__Task to complete__:
Output the lines below as a JSON list of strings, one string per line. Skip blank lines and leave the pictures out.

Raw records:

┄┄┄┄┄┄┄┄┄┄

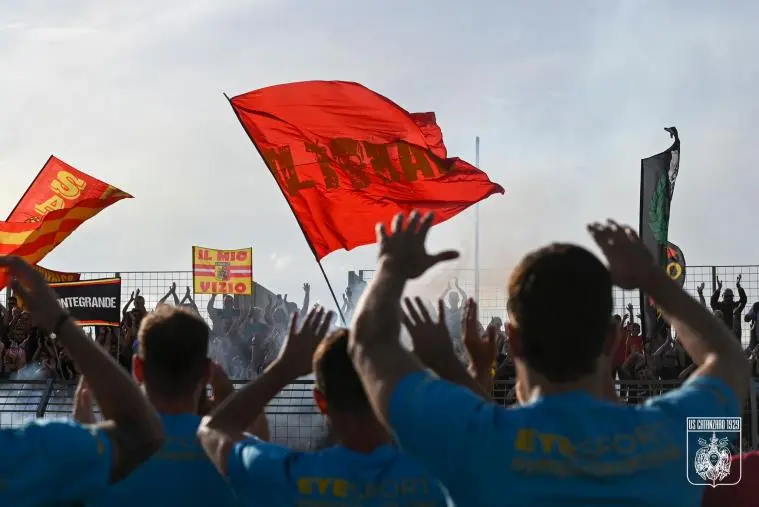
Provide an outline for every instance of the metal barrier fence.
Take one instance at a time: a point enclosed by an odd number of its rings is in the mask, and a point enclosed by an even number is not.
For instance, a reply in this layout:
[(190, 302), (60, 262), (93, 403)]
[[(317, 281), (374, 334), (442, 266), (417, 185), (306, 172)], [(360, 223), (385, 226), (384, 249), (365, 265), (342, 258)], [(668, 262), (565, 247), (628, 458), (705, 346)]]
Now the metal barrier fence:
[[(235, 382), (240, 388), (244, 382)], [(640, 403), (650, 396), (670, 391), (678, 381), (619, 382), (618, 392), (627, 392), (628, 403)], [(516, 402), (513, 381), (493, 387), (493, 401), (505, 406)], [(71, 416), (75, 384), (65, 381), (0, 381), (0, 428), (18, 427), (36, 418), (66, 419)], [(266, 407), (271, 439), (294, 449), (315, 449), (328, 439), (324, 418), (312, 398), (313, 381), (299, 380), (280, 392)], [(757, 390), (751, 384), (743, 411), (744, 450), (755, 449), (757, 434)], [(643, 397), (639, 397), (643, 395)], [(697, 415), (697, 414), (696, 414)], [(685, 421), (683, 421), (685, 424)]]
[[(717, 279), (723, 282), (722, 289), (732, 289), (735, 299), (738, 299), (738, 291), (735, 289), (735, 280), (738, 275), (742, 275), (741, 286), (746, 291), (748, 303), (744, 314), (751, 308), (751, 305), (759, 301), (759, 266), (688, 266), (685, 277), (685, 289), (694, 297), (698, 298), (696, 288), (702, 283), (704, 288), (704, 297), (706, 304), (709, 305), (709, 298), (717, 288)], [(361, 270), (359, 277), (363, 281), (369, 281), (374, 276), (374, 270)], [(474, 270), (459, 269), (451, 273), (452, 277), (457, 277), (459, 286), (469, 296), (474, 296)], [(492, 317), (499, 317), (506, 321), (506, 284), (508, 282), (508, 271), (480, 269), (480, 294), (479, 308), (480, 320), (488, 322)], [(614, 308), (615, 312), (620, 315), (626, 311), (628, 304), (632, 304), (635, 314), (640, 313), (640, 298), (637, 291), (625, 291), (614, 288)], [(636, 318), (637, 319), (637, 318)], [(742, 319), (741, 319), (742, 320)], [(744, 345), (748, 344), (749, 324), (743, 322), (743, 332), (741, 339)]]
[[(140, 294), (145, 298), (145, 305), (148, 309), (155, 308), (158, 301), (168, 292), (172, 283), (177, 284), (177, 296), (181, 299), (184, 296), (185, 288), (192, 287), (191, 271), (101, 271), (101, 272), (83, 272), (83, 280), (93, 280), (97, 278), (109, 278), (115, 275), (121, 276), (121, 304), (126, 304), (130, 294), (140, 289)], [(717, 279), (724, 282), (723, 289), (733, 289), (735, 291), (736, 277), (743, 275), (742, 286), (748, 295), (748, 307), (755, 301), (759, 301), (759, 265), (753, 266), (688, 266), (685, 279), (686, 290), (698, 297), (696, 287), (700, 284), (706, 284), (704, 297), (707, 305), (709, 297), (717, 287)], [(374, 275), (374, 270), (361, 270), (359, 277), (364, 281), (369, 281)], [(474, 270), (460, 269), (451, 273), (452, 277), (457, 277), (459, 285), (467, 294), (474, 292)], [(508, 270), (481, 269), (480, 270), (480, 312), (482, 320), (487, 321), (491, 317), (506, 317), (506, 282)], [(337, 285), (339, 287), (339, 284)], [(736, 298), (738, 294), (735, 294)], [(210, 296), (207, 294), (198, 294), (195, 296), (195, 303), (203, 317), (208, 318), (206, 306)], [(5, 304), (6, 292), (0, 292), (0, 303)], [(265, 298), (261, 298), (265, 299)], [(303, 300), (303, 294), (290, 294), (289, 300), (297, 303), (299, 306)], [(636, 291), (623, 291), (614, 289), (615, 311), (622, 313), (626, 306), (632, 303), (636, 314), (640, 312), (640, 300)], [(266, 301), (256, 301), (258, 306), (266, 306)], [(218, 301), (217, 306), (221, 305)], [(748, 324), (744, 323), (743, 340), (748, 341)]]
[[(97, 280), (99, 278), (121, 278), (121, 306), (129, 301), (132, 292), (140, 290), (140, 295), (145, 298), (145, 307), (152, 310), (168, 292), (172, 283), (177, 284), (177, 297), (181, 300), (187, 287), (192, 291), (192, 271), (84, 271), (81, 272), (82, 280)], [(268, 294), (266, 290), (259, 290), (260, 294), (253, 295), (254, 304), (260, 307), (266, 307), (268, 303)], [(0, 293), (0, 303), (5, 305), (7, 291)], [(192, 294), (195, 304), (200, 310), (200, 314), (210, 322), (208, 317), (208, 301), (211, 296), (208, 294)], [(300, 306), (303, 300), (303, 294), (293, 295), (292, 301)], [(171, 303), (171, 296), (166, 302)], [(216, 298), (217, 308), (221, 308), (221, 297)]]

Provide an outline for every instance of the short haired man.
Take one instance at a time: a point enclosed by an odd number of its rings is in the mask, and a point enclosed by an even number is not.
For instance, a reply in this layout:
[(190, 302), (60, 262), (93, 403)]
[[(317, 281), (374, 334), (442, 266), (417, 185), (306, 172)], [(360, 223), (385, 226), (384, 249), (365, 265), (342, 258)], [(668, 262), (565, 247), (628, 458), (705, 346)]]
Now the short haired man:
[[(296, 332), (294, 316), (279, 358), (204, 421), (203, 446), (245, 505), (442, 507), (446, 496), (437, 481), (392, 444), (374, 416), (348, 357), (347, 330), (322, 342), (331, 318), (323, 309), (311, 310)], [(312, 370), (314, 399), (338, 445), (295, 452), (242, 438), (251, 414)]]
[(42, 275), (19, 257), (0, 256), (37, 326), (66, 348), (102, 399), (104, 421), (37, 420), (0, 429), (0, 505), (88, 501), (129, 475), (163, 441), (158, 415), (129, 375), (58, 304)]
[[(549, 245), (512, 272), (509, 347), (529, 401), (489, 404), (431, 377), (397, 339), (406, 282), (457, 256), (427, 253), (432, 220), (414, 213), (396, 217), (392, 233), (379, 227), (379, 269), (350, 336), (372, 407), (404, 451), (460, 505), (500, 506), (504, 494), (511, 505), (698, 505), (703, 490), (686, 480), (686, 418), (739, 416), (748, 387), (730, 331), (652, 262), (631, 228), (594, 224), (608, 269), (579, 246)], [(619, 332), (612, 283), (660, 305), (699, 364), (682, 388), (639, 406), (604, 399)]]
[(198, 400), (212, 371), (208, 325), (188, 309), (159, 305), (142, 321), (132, 374), (158, 411), (166, 441), (131, 476), (88, 506), (237, 505), (197, 441)]

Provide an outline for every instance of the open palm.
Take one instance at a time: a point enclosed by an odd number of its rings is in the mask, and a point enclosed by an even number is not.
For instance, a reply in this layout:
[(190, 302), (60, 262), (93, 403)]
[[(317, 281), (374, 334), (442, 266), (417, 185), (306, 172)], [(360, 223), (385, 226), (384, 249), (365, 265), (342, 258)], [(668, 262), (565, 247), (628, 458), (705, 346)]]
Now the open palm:
[(377, 225), (377, 242), (380, 246), (380, 265), (407, 280), (418, 278), (439, 262), (458, 258), (455, 250), (446, 250), (434, 255), (427, 252), (424, 245), (427, 233), (432, 227), (434, 216), (422, 216), (414, 211), (406, 222), (403, 213), (393, 219), (392, 230), (387, 233), (383, 224)]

┄┄┄┄┄┄┄┄┄┄

__The response__:
[
  "Provide an outline for every instance of the metal barrier fence.",
  "Take one instance at a time: a point enclosed by an odd number of its rings is in the mask, and a point enclosed by an even number is not.",
  "For instance, a reply in this layout:",
  "[(190, 302), (60, 262), (93, 403)]",
  "[[(317, 281), (374, 334), (442, 266), (417, 185), (306, 172)], [(360, 223), (385, 226), (384, 249), (365, 265), (342, 258)], [(668, 262), (565, 247), (628, 458), (705, 346)]]",
  "Now the metal barrier fence:",
  "[[(235, 382), (240, 388), (244, 382)], [(640, 403), (650, 396), (670, 391), (678, 381), (619, 382), (618, 392), (627, 392), (628, 403)], [(516, 402), (513, 381), (493, 387), (493, 401), (505, 406)], [(71, 416), (75, 384), (65, 381), (0, 381), (0, 428), (18, 427), (36, 418), (66, 419)], [(266, 407), (271, 439), (294, 449), (315, 449), (328, 439), (324, 418), (312, 398), (313, 381), (299, 380), (280, 392)], [(757, 390), (751, 384), (743, 411), (744, 450), (755, 449), (757, 434)], [(643, 397), (639, 397), (643, 395)], [(697, 415), (697, 414), (696, 414)], [(685, 421), (683, 421), (685, 424)]]",
  "[[(717, 279), (723, 282), (722, 289), (732, 289), (735, 299), (738, 299), (738, 291), (735, 289), (735, 280), (738, 275), (742, 275), (741, 286), (746, 291), (748, 303), (744, 314), (751, 308), (751, 305), (759, 301), (759, 266), (688, 266), (685, 277), (685, 289), (694, 297), (698, 298), (696, 288), (702, 283), (704, 288), (704, 297), (706, 304), (709, 305), (709, 298), (717, 288)], [(361, 270), (359, 277), (363, 281), (369, 281), (374, 276), (374, 270)], [(474, 270), (459, 269), (451, 273), (452, 277), (457, 277), (459, 286), (469, 296), (474, 296)], [(492, 317), (499, 317), (506, 321), (506, 284), (508, 282), (508, 271), (480, 269), (480, 294), (479, 308), (480, 320), (488, 322)], [(614, 308), (615, 312), (620, 315), (626, 311), (628, 304), (632, 304), (635, 314), (640, 313), (640, 298), (637, 291), (625, 291), (614, 288)], [(636, 318), (637, 319), (637, 318)], [(742, 319), (741, 319), (742, 320)], [(744, 345), (748, 344), (749, 324), (743, 322), (743, 332), (741, 339)]]",
  "[[(140, 294), (145, 298), (145, 305), (148, 309), (155, 308), (158, 301), (168, 292), (172, 283), (177, 284), (177, 296), (181, 299), (184, 296), (185, 288), (192, 287), (191, 271), (101, 271), (101, 272), (83, 272), (83, 280), (93, 280), (97, 278), (109, 278), (115, 275), (121, 276), (121, 304), (126, 304), (130, 294), (140, 289)], [(717, 279), (724, 282), (723, 289), (733, 289), (735, 291), (736, 277), (743, 275), (742, 286), (748, 295), (748, 307), (755, 301), (759, 301), (759, 265), (753, 266), (688, 266), (685, 279), (686, 290), (698, 297), (696, 287), (700, 284), (706, 284), (704, 297), (707, 305), (709, 297), (717, 287)], [(374, 275), (374, 270), (361, 270), (359, 277), (364, 281), (369, 281)], [(474, 270), (460, 269), (451, 273), (452, 277), (457, 277), (459, 285), (467, 294), (474, 292)], [(508, 270), (481, 269), (480, 270), (480, 312), (482, 320), (487, 321), (491, 317), (506, 317), (506, 282)], [(337, 285), (339, 287), (339, 284)], [(736, 298), (738, 294), (735, 294)], [(210, 296), (207, 294), (198, 294), (195, 296), (195, 303), (203, 317), (208, 318), (206, 306)], [(5, 304), (6, 292), (0, 292), (0, 303)], [(265, 298), (261, 298), (265, 299)], [(303, 300), (303, 294), (290, 294), (289, 300), (297, 303), (299, 306)], [(636, 291), (623, 291), (614, 289), (615, 311), (622, 313), (626, 306), (632, 303), (636, 314), (640, 312), (640, 300)], [(266, 301), (256, 301), (258, 306), (266, 306)], [(218, 301), (217, 306), (221, 305)], [(748, 324), (744, 323), (743, 340), (748, 341)]]",
  "[[(97, 280), (99, 278), (121, 278), (121, 306), (129, 301), (132, 292), (140, 290), (140, 295), (145, 298), (145, 307), (152, 310), (168, 292), (172, 283), (177, 284), (177, 297), (181, 300), (187, 287), (192, 291), (192, 271), (84, 271), (81, 272), (82, 280)], [(268, 294), (266, 290), (259, 290), (260, 294), (253, 295), (254, 304), (260, 307), (266, 307), (268, 303)], [(0, 293), (0, 303), (5, 305), (7, 291)], [(192, 294), (195, 304), (200, 310), (200, 314), (210, 322), (208, 317), (208, 301), (211, 296), (208, 294)], [(300, 306), (303, 300), (303, 294), (293, 295), (292, 301)], [(171, 303), (171, 296), (166, 302)], [(216, 298), (217, 308), (221, 308), (221, 297)]]",
  "Provide an outline for every instance of the short haired man.",
  "Take one instance at a time: a point enclosed by an odd number of its rings is in the mask, and a point enclosed by an even number is not.",
  "For instance, a reply in this layout:",
  "[(190, 302), (60, 262), (93, 403)]",
  "[[(317, 281), (374, 334), (442, 266), (417, 185), (306, 172)], [(360, 223), (385, 226), (384, 249), (365, 265), (342, 258)], [(668, 262), (565, 247), (628, 458), (705, 346)]]",
  "Now the short haired man:",
  "[[(296, 332), (294, 316), (279, 358), (204, 421), (203, 446), (245, 505), (442, 507), (446, 496), (437, 481), (392, 444), (374, 416), (348, 357), (347, 330), (322, 342), (331, 318), (323, 309), (311, 310)], [(312, 370), (314, 399), (338, 445), (295, 452), (242, 438), (251, 414)]]",
  "[(42, 275), (19, 257), (0, 256), (37, 326), (66, 348), (102, 399), (104, 421), (37, 420), (0, 429), (0, 505), (88, 501), (129, 475), (163, 441), (158, 415), (129, 375), (58, 304)]",
  "[[(549, 245), (512, 272), (509, 347), (529, 401), (489, 404), (431, 377), (397, 339), (406, 282), (457, 256), (427, 253), (432, 220), (414, 213), (396, 217), (392, 233), (379, 227), (379, 269), (350, 336), (372, 407), (404, 451), (460, 505), (500, 506), (504, 494), (511, 505), (698, 505), (703, 490), (686, 480), (686, 418), (739, 416), (748, 387), (730, 331), (652, 262), (631, 228), (594, 224), (608, 269), (579, 246)], [(619, 332), (612, 283), (660, 305), (699, 364), (682, 388), (639, 406), (604, 399)]]",
  "[(198, 400), (212, 371), (208, 325), (188, 309), (159, 305), (142, 321), (132, 374), (158, 411), (166, 441), (131, 476), (88, 506), (237, 505), (197, 441)]",
  "Provide an outline for every instance of the open palm.",
  "Take one instance at a time: a point enclosed by an odd number of its rings is in the mask, and a point enclosed by an even number is not.",
  "For instance, a reply in this layout:",
  "[(190, 302), (60, 262), (93, 403)]",
  "[[(317, 281), (374, 334), (442, 266), (417, 185), (306, 172)], [(360, 223), (385, 226), (384, 249), (365, 265), (342, 258)], [(668, 262), (565, 247), (628, 458), (705, 346)]]",
  "Now the open palm:",
  "[(377, 225), (377, 242), (380, 246), (380, 265), (407, 280), (418, 278), (439, 262), (458, 258), (455, 250), (446, 250), (434, 255), (427, 252), (424, 245), (427, 233), (432, 227), (434, 216), (422, 216), (414, 211), (406, 222), (403, 213), (393, 219), (392, 230), (387, 233), (383, 224)]"
]